» **DATA RECORDS**
+===+

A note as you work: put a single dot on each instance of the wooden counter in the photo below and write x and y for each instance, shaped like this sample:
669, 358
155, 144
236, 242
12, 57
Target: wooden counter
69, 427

+===+

» **INSTRUCTIONS FOR THE TASK**
In your response, reproduce the records exactly, every one.

» **ANSWER SPACE**
A note as you work: put a single dot on each instance of the wooden counter in the photo below and write x and y for each instance, shaped like this sample:
669, 358
155, 144
236, 242
12, 57
Target: wooden counter
69, 427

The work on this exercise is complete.